TASK STATEMENT: Put the material into a numbered list, one line per item and blank lines left out, from the line with "the truck shadow" through the end of the material.

SUPPLIED ENTRIES:
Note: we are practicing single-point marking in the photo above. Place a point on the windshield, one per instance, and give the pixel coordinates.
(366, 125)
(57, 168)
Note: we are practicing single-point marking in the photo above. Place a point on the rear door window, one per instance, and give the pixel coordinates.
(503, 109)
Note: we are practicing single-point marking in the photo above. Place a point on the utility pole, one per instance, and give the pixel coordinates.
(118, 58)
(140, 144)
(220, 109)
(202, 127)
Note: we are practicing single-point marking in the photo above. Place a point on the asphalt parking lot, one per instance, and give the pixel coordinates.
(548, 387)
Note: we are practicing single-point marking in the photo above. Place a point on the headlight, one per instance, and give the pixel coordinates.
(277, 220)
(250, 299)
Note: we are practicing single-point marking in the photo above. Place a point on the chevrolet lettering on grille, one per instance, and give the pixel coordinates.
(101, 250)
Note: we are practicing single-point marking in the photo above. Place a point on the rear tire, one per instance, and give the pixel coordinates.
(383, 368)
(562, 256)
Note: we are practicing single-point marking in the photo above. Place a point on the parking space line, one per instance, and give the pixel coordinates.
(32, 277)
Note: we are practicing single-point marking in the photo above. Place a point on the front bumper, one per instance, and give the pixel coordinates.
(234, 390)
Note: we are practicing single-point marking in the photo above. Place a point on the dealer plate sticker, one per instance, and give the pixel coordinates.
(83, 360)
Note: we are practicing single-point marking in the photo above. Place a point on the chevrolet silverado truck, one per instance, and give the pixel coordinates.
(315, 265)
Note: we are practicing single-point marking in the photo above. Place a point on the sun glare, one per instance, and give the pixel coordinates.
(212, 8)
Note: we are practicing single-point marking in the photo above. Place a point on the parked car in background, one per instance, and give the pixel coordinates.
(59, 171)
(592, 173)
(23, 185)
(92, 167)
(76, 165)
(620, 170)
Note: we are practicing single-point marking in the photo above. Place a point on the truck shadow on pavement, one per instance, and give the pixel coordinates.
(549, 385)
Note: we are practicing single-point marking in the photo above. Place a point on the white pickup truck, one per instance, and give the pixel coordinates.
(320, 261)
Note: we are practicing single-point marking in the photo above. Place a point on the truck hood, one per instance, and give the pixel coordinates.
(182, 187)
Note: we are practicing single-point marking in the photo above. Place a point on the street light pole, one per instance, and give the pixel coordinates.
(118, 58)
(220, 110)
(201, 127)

RESPONSE BELOW:
1. Note: we are practicing single-point marking in the photo above. Place a point on the truck shadow on pavement, one per instance, and give the pixel coordinates.
2. (549, 385)
3. Note: we are practicing single-point marking in the photo above. Place a point on the white pickup truck, one per instance, and give the pixel coordinates.
4. (320, 261)
5. Note: we are practicing single-point marking in the photo above. Place a point on the truck hood, one per instance, and give the pixel coordinates.
6. (182, 187)
7. Note: we are practicing single-point marking in the photo above. Place a point on the street light pole, one per instance, and give the pixel coordinates.
8. (118, 58)
9. (220, 110)
10. (201, 127)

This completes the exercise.